-- Text excerpt --
PyTorch implementation DRO: Deep Recurrent Optimizer for Structure-from-Motion

Related tags

Deep Learningdro-sfm
Overview

DRO: Deep Recurrent Optimizer for Structure-from-Motion

This is the official PyTorch implementation code for DRO-sfm. For technical details, please refer to:

DRO: Deep Recurrent Optimizer for Structure-from-Motion
Xiaodong Gu*, Weihao Yuan*, Zuozhuo Dai, Chengzhou Tang, Siyu Zhu, Ping Tan
[Paper]

Bibtex

If you find this code useful in your research, please cite:

@article{gu2021dro,
  title={DRO: Deep Recurrent Optimizer for Structure-from-Motion},
  author={Gu, Xiaodong and Yuan, Weihao and Dai, Zuozhuo and Tang, Chengzhou and Zhu, Siyu and Tan, Ping},
  journal={arXiv preprint arXiv:2103.13201},
  year={2021}
}

Contents

  1. Install
  2. Datasets
  3. Training
  4. Evaluation
  5. Models

Install

  • We recommend using nvidia-docker2 to have a reproducible environment.
git clone https://github.com/aliyun/dro-sfm.git
cd dro-sfm
sudo make docker-build
sudo make docker-start-interactive

You can also download the built docker directly from dro-sfm-image.tar

docker load < dro-sfm-image.tar
  • If you do not use docker, you could create an environment following the steps in the Dockerfile.

-- Directives --
**a.** Print the passage of the DRO-sfm page starting with "git clone https://github.com/aliyun/dro-sfm.git" and going on through "in the Dockerfile.", character for character.
**b.** For each statement below, answer yes or no according to the DRO-sfm page, and quote the words of the page that decide it. (i) The page recommends nvidia-docker2 for a reproducible environment. (ii) The Bibtex entry gives the year as 2020. (iii) An environment can be set up without docker by following the steps in the Dockerfile.

-- Information provided --
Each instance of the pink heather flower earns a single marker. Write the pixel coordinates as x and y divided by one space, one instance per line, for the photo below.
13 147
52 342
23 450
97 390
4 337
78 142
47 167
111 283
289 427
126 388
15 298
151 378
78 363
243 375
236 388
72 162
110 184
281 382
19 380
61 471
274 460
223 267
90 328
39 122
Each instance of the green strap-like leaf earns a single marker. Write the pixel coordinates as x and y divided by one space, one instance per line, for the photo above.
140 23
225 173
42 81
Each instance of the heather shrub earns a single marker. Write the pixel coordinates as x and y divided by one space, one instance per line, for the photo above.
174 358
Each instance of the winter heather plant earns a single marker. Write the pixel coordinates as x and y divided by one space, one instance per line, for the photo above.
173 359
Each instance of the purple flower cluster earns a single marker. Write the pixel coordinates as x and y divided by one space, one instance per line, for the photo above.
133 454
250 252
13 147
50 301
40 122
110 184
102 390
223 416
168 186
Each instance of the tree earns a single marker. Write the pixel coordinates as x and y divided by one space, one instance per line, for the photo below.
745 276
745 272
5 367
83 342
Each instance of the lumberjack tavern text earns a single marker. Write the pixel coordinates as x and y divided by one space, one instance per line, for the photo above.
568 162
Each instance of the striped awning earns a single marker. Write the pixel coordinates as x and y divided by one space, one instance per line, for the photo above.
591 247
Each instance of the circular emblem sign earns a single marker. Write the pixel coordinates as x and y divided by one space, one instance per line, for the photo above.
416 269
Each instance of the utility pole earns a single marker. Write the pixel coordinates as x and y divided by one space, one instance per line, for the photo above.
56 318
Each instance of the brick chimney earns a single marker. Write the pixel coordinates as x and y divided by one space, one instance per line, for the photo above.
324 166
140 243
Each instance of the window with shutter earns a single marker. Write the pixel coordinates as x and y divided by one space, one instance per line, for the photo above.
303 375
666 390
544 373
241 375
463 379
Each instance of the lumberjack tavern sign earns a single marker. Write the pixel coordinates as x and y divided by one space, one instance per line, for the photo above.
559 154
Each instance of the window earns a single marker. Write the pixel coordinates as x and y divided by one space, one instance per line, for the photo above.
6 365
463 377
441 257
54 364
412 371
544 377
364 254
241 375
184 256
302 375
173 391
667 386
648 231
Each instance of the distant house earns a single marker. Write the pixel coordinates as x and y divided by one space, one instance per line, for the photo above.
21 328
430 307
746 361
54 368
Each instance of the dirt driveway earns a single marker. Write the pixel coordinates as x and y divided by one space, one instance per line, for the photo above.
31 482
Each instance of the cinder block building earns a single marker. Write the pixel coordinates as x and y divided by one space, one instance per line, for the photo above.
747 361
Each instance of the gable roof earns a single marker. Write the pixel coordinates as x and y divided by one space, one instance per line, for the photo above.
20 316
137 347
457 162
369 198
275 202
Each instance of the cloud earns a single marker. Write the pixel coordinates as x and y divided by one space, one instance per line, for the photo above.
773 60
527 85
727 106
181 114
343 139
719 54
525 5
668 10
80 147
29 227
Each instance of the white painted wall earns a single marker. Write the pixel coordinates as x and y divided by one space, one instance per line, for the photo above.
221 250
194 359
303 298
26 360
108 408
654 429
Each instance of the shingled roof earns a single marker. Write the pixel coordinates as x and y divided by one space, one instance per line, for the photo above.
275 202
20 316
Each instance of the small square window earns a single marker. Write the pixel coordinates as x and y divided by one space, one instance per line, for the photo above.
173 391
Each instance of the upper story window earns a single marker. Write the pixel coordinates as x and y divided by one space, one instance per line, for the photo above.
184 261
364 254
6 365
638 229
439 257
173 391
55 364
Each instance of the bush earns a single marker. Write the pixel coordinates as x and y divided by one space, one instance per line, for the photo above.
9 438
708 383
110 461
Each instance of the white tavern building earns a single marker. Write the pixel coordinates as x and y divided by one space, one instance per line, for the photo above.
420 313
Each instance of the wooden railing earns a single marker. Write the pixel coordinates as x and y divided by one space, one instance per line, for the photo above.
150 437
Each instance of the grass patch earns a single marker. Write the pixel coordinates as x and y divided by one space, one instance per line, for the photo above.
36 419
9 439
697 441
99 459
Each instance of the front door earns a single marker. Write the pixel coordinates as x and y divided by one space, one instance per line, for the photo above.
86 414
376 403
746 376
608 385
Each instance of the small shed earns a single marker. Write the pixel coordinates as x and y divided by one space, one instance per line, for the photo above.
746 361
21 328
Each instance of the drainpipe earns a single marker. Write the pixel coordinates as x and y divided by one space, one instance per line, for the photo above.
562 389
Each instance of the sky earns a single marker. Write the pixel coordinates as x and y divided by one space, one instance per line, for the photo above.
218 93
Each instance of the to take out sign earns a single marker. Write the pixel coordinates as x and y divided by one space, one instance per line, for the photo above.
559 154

-- Outputs by task --
**a.**
git clone https://github.com/aliyun/dro-sfm.git
cd dro-sfm
sudo make docker-build
sudo make docker-start-interactive

You can also download the built docker directly from dro-sfm-image.tar

docker load < dro-sfm-image.tar
  • If you do not use docker, you could create an environment following the steps in the Dockerfile.

**b.**
(i) Yes: "We recommend using nvidia-docker2 to have a reproducible environment."
(ii) No: "year={2021}"
(iii) Yes: "If you do not use docker, you could create an environment following the steps in the Dockerfile."